Reproduce the entries exactly.
** Begin STORED DATA **
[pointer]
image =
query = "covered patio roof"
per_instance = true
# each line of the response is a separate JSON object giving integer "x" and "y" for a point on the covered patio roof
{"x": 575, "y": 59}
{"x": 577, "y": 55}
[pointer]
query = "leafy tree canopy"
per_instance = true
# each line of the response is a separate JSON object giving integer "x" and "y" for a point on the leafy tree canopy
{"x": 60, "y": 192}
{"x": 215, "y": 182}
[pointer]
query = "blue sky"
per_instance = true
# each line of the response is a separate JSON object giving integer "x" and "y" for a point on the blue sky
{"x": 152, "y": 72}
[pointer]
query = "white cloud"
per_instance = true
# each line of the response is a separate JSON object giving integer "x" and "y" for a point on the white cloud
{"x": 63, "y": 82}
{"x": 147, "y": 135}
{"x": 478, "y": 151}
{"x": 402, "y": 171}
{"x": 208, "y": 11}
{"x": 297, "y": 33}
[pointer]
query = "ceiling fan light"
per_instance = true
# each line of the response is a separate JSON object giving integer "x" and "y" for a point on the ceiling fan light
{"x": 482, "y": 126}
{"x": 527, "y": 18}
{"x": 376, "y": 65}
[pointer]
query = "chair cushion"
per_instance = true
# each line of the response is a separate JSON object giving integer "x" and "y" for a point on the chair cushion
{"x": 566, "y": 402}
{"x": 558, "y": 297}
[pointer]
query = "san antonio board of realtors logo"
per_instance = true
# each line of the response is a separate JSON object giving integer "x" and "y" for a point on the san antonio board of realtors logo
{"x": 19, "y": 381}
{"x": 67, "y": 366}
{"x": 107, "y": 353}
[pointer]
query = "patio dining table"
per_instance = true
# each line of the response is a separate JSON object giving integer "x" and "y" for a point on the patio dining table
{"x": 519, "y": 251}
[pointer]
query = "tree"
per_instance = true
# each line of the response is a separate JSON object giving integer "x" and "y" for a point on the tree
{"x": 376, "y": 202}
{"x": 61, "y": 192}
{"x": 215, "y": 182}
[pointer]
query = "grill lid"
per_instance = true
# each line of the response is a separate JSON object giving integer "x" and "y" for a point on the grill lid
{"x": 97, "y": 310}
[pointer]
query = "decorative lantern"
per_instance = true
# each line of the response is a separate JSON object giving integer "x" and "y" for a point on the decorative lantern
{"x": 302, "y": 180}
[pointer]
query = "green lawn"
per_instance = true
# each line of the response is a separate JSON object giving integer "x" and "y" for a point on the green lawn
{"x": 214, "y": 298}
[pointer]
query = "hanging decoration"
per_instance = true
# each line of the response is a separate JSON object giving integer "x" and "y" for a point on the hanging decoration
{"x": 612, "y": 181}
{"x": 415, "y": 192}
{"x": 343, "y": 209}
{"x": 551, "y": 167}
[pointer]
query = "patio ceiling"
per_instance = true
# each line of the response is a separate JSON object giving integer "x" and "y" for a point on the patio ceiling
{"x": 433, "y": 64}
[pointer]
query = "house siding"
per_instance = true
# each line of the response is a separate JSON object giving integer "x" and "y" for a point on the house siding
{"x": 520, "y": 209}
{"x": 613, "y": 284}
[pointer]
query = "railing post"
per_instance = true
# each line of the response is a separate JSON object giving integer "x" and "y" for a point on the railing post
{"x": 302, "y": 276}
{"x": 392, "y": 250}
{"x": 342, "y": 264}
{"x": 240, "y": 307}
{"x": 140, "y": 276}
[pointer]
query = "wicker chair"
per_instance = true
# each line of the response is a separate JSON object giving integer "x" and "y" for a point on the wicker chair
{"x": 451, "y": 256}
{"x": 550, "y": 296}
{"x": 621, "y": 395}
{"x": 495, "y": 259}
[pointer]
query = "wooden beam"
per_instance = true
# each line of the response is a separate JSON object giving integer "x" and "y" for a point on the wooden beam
** End STORED DATA **
**OUTPUT OF THE EXERCISE:**
[pointer]
image =
query = "covered patio roof"
per_instance = true
# each line of the response is a separate JSON object giving integer "x" and "y" for a point on the covered patio roof
{"x": 575, "y": 59}
{"x": 577, "y": 55}
[pointer]
query = "leafy tree canopy"
per_instance = true
# each line of the response is a separate JSON object giving integer "x" and "y" for a point on the leafy tree canopy
{"x": 60, "y": 192}
{"x": 215, "y": 182}
[pointer]
query = "blue sky"
per_instance = true
# each line of the response is a separate JSON object giving integer "x" and "y" for a point on the blue sky
{"x": 152, "y": 72}
[pointer]
query = "white cloud"
per_instance = true
# each line of the response is a separate JSON object giving integer "x" and "y" for a point on the white cloud
{"x": 63, "y": 82}
{"x": 147, "y": 135}
{"x": 478, "y": 151}
{"x": 402, "y": 171}
{"x": 208, "y": 11}
{"x": 297, "y": 33}
[pointer]
query = "ceiling fan light"
per_instance = true
# each line of the response is a separate JSON object giving integer "x" and "y" for a point on the ceiling fan light
{"x": 482, "y": 126}
{"x": 527, "y": 18}
{"x": 376, "y": 65}
[pointer]
query = "chair cushion"
per_instance = true
# each line of the response is a separate JSON object giving integer "x" and "y" for a point on the chair cushion
{"x": 566, "y": 402}
{"x": 558, "y": 297}
[pointer]
query = "san antonio board of realtors logo"
per_instance = true
# each line of the response is a separate JSON object giving integer "x" and "y" for a point on the san antonio board of realtors logo
{"x": 19, "y": 381}
{"x": 67, "y": 366}
{"x": 107, "y": 353}
[pointer]
query = "patio dining table"
per_instance = true
# each line of the response is a separate JSON object giving integer "x" and "y" for a point on the patio dining table
{"x": 519, "y": 251}
[pointer]
query = "tree"
per_instance = true
# each line of the response is a separate JSON object giving integer "x" and "y" for a point on the tree
{"x": 376, "y": 202}
{"x": 61, "y": 192}
{"x": 215, "y": 182}
[pointer]
query = "grill lid"
per_instance = true
# each line of the response is a separate JSON object giving integer "x" and "y" for a point on the grill lid
{"x": 97, "y": 310}
[pointer]
query = "decorative lantern"
per_instance = true
# each line of the response is a separate JSON object giving integer "x" and "y" for a point on the decorative lantern
{"x": 302, "y": 180}
[pointer]
query = "green lawn"
per_instance = true
# each line of the response is a separate JSON object giving integer "x" and "y" for a point on the green lawn
{"x": 214, "y": 298}
[pointer]
query = "hanging decoration"
per_instance = true
# each line of the response is a separate JSON object giving integer "x" and "y" for a point on the hanging decoration
{"x": 612, "y": 181}
{"x": 415, "y": 192}
{"x": 343, "y": 209}
{"x": 551, "y": 167}
[pointer]
query = "patio ceiling"
per_instance = true
# each line of the response is a separate JSON object giving integer "x" and "y" for a point on the patio ceiling
{"x": 433, "y": 64}
[pointer]
query = "house siding"
per_instance = true
# each line of the response is a separate JSON object giving integer "x" and "y" for a point on the house siding
{"x": 520, "y": 209}
{"x": 613, "y": 284}
[pointer]
query = "railing post"
per_instance = true
# each line of the response is a separate JSON object giving integer "x" and "y" for a point on the railing post
{"x": 302, "y": 276}
{"x": 392, "y": 250}
{"x": 342, "y": 264}
{"x": 240, "y": 307}
{"x": 140, "y": 276}
[pointer]
query = "wicker chair"
per_instance = true
# each line of the response is a separate JSON object giving integer "x" and "y" for a point on the wicker chair
{"x": 451, "y": 256}
{"x": 550, "y": 296}
{"x": 621, "y": 395}
{"x": 495, "y": 259}
[pointer]
query = "wooden beam"
per_instance = true
# each line of the response is a separate JSON object giving integer "x" and "y" for a point on the wooden beam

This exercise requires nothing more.